FRAGMENTO SELECCIONADO:
España a hierro y fuego. Por Alfonso Camín.

 

España a hierro y fuego (I).

Por Alfonso Camín.
Editorial Norte.
México, 1938.

 

Regularmente es en abril o en mayo cuando dejo la capital española. En este mes de julio, ya estaba yo otros años por las cuencas de Asturias; en las playas de Santander; entre los hombres de Reinosa o de retorno en Palencia: en Saldaña, en Cervera del Pisuerga, en Barruelo, pueblo de minas tan ligado a Asturias, que una de sus calles llevaba el nombre de Manuel Llaneza, luchador asturiano que trabajaba allí, como simple minero en sus mocedades. Algunos años, prolongo mi viaje hasta La Coruña. Otros, lo remato en Castro Urdiales, último pueblo de Santander en el camino de Bilbao.

Pero en 1936 todavía me encuentro en Madrid bajo las primeras llamas del sol de julio. No atino a salir de Madrid. Ni tengo noticias ni espero ningún acontecimiento inmediato. Lo presiento irremediablemente, puesto que la República se halla desmantelada y los hombres que la rigen sestean tranquilamente bajo las encinas de El Pardo, las acacias de La Bombilla y los chopos del Manzanares.

No obstante, el mejor olfato hubiera olido los acontecimientos para el otoño o principios de invierno.

INSTRUCCIONES:
A – Devuelve del fragmento seleccionado todo lo que va desde "Regularmente es en" hasta "camino de Bilbao.", sin cambiar nada.
B – En el fragmento seleccionado, el autor dice que no espera ningún acontecimiento inmediato pero que lo presiente irremediablemente. Explica en una a tres oraciones en qué se apoya para ese presentimiento.

ENTRADAS DE DATOS:
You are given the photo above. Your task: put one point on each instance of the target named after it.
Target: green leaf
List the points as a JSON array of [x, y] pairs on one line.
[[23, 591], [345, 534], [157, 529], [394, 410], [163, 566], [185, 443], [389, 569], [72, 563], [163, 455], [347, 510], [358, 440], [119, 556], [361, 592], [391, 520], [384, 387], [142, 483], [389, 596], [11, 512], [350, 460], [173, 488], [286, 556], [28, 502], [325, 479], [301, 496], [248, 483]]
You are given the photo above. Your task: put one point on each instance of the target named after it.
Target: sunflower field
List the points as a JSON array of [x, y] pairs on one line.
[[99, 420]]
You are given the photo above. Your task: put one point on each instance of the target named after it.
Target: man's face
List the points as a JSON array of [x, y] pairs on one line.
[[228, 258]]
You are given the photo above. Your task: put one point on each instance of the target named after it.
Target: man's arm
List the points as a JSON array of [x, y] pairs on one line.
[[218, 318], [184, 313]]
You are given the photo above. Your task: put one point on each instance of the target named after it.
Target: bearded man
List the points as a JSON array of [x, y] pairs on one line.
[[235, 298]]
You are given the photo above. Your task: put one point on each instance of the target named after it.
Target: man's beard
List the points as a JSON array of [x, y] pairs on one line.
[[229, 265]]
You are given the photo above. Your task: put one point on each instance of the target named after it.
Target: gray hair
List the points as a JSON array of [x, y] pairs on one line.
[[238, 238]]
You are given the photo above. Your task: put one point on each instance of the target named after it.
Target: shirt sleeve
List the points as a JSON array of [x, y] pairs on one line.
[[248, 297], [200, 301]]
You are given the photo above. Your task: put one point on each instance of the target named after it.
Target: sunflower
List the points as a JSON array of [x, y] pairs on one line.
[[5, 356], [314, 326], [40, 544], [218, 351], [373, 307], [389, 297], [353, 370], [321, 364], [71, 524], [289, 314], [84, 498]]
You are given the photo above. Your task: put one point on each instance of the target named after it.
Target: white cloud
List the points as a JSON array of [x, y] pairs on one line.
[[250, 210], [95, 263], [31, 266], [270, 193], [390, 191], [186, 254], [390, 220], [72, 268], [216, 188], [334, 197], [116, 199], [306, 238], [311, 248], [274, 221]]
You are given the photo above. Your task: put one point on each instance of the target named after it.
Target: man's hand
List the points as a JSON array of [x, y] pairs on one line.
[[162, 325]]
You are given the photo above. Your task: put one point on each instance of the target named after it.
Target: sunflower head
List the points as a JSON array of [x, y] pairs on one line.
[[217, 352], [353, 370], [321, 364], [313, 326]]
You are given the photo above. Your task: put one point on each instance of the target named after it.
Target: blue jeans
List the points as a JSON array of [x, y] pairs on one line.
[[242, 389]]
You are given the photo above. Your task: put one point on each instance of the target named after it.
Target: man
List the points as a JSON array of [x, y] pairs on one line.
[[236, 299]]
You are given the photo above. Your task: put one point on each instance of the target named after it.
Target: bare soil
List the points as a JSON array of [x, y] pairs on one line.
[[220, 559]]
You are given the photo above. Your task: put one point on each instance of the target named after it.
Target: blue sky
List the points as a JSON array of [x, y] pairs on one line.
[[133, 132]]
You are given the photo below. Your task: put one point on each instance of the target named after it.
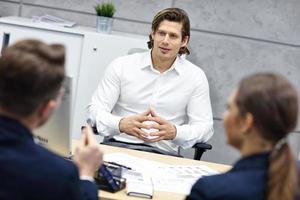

LISTA DE RESPUESTAS:
A –
Regularmente es en abril o en mayo cuando dejo la capital española. En este mes de julio, ya estaba yo otros años por las cuencas de Asturias; en las playas de Santander; entre los hombres de Reinosa o de retorno en Palencia: en Saldaña, en Cervera del Pisuerga, en Barruelo, pueblo de minas tan ligado a Asturias, que una de sus calles llevaba el nombre de Manuel Llaneza, luchador asturiano que trabajaba allí, como simple minero en sus mocedades. Algunos años, prolongo mi viaje hasta La Coruña. Otros, lo remato en Castro Urdiales, último pueblo de Santander en el camino de Bilbao.

B – Se apoya en que la República se halla desmantelada. También señala que los hombres que la rigen sestean tranquilamente bajo las encinas de El Pardo, las acacias de La Bombilla y los chopos del Manzanares.